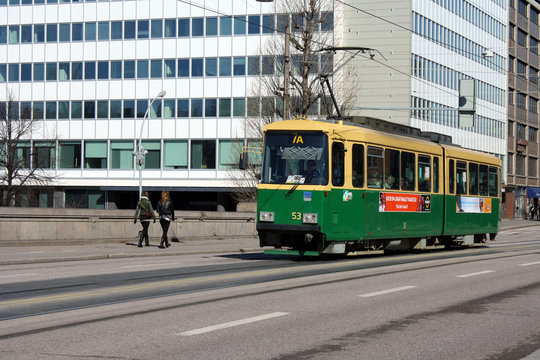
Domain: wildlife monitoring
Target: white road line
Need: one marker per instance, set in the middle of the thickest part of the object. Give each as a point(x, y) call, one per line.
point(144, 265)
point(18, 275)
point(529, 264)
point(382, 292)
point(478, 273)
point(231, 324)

○ ○ ○

Reproduce the listing above line for line, without altering any wording or characters. Omit the picture from your answer.

» Written answer
Domain: wildlife monitoring
Target: white road line
Need: one marker per instance, set in the middle of the thickest part of the object. Give each as a point(x, y) call, one per line.
point(144, 265)
point(18, 275)
point(529, 264)
point(382, 292)
point(478, 273)
point(231, 324)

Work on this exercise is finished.